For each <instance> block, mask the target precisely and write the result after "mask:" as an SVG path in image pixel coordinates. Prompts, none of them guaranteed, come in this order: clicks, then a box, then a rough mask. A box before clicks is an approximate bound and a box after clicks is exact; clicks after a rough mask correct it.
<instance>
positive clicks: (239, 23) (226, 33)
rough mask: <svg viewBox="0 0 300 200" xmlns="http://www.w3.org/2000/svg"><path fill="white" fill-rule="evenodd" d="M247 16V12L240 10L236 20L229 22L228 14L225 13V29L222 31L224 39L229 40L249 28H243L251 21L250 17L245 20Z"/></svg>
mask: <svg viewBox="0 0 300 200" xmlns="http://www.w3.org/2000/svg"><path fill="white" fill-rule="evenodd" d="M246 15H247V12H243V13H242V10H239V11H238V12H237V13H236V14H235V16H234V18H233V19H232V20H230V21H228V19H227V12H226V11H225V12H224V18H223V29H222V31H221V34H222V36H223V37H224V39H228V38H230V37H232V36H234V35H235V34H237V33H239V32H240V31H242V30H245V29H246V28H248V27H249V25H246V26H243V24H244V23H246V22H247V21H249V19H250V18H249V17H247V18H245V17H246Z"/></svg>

^^^^

> [What you are asked to do] Scan the listing and copy every line where the string "instance" shows up.

> [Response to the exercise]
For each <instance> block, mask the target precisely and write the result after "mask:" as an SVG path in image pixel coordinates. Prompts, none of them guaranteed, come in this order: clicks, then a box, then a rough mask. A box before clicks is an approximate bound and a box after clicks is exact; clicks after a rough mask correct it.
<instance>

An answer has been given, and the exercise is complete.